Rosenthal-von der Pütten et al. (2016) also investigated whether synthesized speech constitutes a problem for the language learners. They first synthesized the robot utterances, then had a human speaker speak them with similar speech characteristics in order to make the stimuli as comparable as possible. They find no differences in participants’ self-reported experiences, on alignment with syntactic and lexical features of the robot’s utterances and students’ learning gains. Thus, the synthesized utterances performed no worse than the human utterances. In contrast, In and Han (2015) found the range in speech melody in synthesized speech to be much lower than native speaker utterances, which they found to have negative effects on language learners who even adjusted their own utterances in the wrong way. The authors conclude that because of problems in speech melody, synthesized utterances are not useful for foreign language learning. By asking the human speaker to imitate the speech melody to create the stimuli, the authors in Rosenthal-von der Pütten et al.’s study may thus have eliminated the difference between synthesized and natural stimuli that In and Han (2015) identified to be most important. Thus, the fact that Rosenthal-von der Pütten et al. (2016) did not find differences between synthesized and natural speech may be related to the fact that the natural speech did not exhibit natural speech melodies.

Kory-Westlund and Breazeal (2019) investigate the role of the language level a robotic peer uses on four-six year old children’s vocabulary learning. They had a robot show a depicted scene on a tablet and tell a short story and then ask the child to tell a story about that scene, after which the robot told a story about a new scene and asked the child again to tell their own story. In the second round, the robot’s language level either did, or did not, match the child’s language competence level. The two language versions differed in syntax (simple main clauses compared to complex sentences comprising main and subclauses) and more or less complex vocabulary (for instance, basic level versus more specific general language terms). Children came in eight times to play with the robot. Children’s vocabulary scores increased more in the condition in which the robot’s language matched the child’s such that, on average, children in the matched condition picked up almost seven new words, compared to 2.5 in the unmatched condition. These results suggest that the robot’s language choices may have an effect on the amount of learning.

*DATASET EXTRACT*
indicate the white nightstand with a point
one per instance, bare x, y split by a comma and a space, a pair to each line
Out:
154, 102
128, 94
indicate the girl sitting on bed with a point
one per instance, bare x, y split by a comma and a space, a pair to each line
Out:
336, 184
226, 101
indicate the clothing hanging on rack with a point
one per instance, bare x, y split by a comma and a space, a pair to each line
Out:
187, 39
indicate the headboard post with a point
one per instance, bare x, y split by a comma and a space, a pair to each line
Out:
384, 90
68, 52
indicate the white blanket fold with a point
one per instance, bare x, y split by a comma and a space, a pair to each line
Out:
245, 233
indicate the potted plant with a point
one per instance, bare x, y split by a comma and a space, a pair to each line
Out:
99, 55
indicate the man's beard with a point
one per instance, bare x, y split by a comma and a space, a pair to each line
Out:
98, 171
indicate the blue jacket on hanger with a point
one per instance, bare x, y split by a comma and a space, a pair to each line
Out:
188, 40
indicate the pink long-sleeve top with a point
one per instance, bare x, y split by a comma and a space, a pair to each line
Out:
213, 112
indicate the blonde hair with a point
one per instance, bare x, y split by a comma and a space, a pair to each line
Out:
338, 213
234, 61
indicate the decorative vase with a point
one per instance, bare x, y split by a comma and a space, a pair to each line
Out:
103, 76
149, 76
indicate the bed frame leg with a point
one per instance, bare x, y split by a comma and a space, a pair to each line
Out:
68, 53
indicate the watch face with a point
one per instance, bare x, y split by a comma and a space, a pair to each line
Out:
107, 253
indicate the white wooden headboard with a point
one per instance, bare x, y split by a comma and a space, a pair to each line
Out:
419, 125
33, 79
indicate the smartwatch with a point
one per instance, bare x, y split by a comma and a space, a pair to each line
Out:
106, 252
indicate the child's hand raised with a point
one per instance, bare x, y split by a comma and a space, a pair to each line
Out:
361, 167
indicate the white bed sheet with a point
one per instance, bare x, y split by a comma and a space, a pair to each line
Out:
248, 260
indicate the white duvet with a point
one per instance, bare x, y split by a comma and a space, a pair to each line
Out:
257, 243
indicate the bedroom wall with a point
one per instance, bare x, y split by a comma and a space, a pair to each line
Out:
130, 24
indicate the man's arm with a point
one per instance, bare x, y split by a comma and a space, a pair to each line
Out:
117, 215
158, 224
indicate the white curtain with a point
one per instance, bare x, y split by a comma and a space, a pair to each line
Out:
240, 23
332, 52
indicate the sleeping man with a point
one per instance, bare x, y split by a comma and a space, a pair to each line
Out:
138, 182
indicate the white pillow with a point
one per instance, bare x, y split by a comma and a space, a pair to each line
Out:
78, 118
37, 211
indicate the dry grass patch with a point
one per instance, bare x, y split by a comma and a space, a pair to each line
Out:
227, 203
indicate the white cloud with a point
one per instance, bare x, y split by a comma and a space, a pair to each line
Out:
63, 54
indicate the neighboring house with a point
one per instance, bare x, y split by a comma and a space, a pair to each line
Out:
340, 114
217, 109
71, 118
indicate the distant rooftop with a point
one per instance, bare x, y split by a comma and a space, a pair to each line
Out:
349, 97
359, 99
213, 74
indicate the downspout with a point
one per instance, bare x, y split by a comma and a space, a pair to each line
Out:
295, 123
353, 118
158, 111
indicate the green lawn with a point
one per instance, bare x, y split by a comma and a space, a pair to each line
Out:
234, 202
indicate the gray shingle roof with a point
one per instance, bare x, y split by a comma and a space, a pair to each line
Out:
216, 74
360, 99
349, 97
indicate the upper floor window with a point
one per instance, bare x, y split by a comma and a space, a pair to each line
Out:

*GIVEN REQUEST*
Answer these questions from the excerpt on robots and language learning above.
(a) How did In and Han (2015) find the range in speech melody in synthesized speech to compare with native speaker utterances?
(b) How many times did children come in to play with the robot in the Kory-Westlund and Breazeal (2019) study?
(c) On average, how many new words did children in the unmatched condition pick up?

*EXPECTED ANSWER*
(a) It was much lower.
(b) Eight times.
(c) 2.5.